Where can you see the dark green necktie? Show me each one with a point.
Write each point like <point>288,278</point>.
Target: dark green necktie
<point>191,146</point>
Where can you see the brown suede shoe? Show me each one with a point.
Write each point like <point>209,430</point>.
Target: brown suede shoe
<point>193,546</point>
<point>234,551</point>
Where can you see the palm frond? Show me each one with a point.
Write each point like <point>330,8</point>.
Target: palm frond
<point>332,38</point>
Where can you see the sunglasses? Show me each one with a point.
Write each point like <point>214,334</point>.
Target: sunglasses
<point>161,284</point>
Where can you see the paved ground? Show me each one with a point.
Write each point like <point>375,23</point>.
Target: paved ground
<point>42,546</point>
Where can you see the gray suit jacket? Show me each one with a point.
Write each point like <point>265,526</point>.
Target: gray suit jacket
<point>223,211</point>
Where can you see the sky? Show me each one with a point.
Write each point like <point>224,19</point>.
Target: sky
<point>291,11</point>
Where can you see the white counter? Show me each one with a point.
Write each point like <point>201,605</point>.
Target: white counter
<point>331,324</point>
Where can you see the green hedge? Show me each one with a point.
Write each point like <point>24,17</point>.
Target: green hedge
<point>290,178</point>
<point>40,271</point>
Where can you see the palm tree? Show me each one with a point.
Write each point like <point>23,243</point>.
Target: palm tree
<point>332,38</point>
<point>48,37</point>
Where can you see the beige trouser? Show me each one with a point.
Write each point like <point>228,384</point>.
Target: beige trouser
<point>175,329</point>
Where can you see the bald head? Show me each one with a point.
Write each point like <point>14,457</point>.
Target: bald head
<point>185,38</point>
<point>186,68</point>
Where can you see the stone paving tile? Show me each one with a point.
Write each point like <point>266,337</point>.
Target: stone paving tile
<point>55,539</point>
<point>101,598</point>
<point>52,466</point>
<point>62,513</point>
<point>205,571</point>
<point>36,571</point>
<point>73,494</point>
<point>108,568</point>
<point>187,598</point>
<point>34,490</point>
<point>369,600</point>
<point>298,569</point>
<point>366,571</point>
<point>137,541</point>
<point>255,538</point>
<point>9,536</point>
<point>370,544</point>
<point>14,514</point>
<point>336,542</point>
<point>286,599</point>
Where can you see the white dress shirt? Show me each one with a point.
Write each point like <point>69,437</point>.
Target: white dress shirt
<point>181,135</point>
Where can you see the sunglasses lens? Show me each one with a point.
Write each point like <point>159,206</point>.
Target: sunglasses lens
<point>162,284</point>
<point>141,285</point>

◆ ◆ ◆ ◆ ◆

Your reply must contain exactly the lines from the first line of the data through the line holding "Write each point like <point>224,19</point>.", and nothing more.

Where can you see the dark green necktie? Show me each one with a point.
Write each point like <point>288,278</point>.
Target: dark green necktie
<point>191,146</point>
Where can you see the brown suede shoe? Show me each one with a point.
Write each point like <point>209,430</point>.
Target: brown suede shoe
<point>193,546</point>
<point>234,551</point>
Where can you see the palm frond? Show me each one with a point.
Write each point like <point>330,8</point>.
Target: palm frond
<point>332,38</point>
Where can you see the sunglasses? Show me each one with a point.
Write each point like <point>214,334</point>.
Target: sunglasses
<point>161,284</point>
Where can you see the paved ground? Show me each one with a point.
Write each point like <point>375,23</point>.
Target: paved ground
<point>42,546</point>
Where can you see the gray suit jacket? Show me each one with a point.
Write each point like <point>265,526</point>.
Target: gray suit jacket
<point>223,211</point>
Where can you see the sky? Show me each one with a point.
Write each point like <point>224,19</point>.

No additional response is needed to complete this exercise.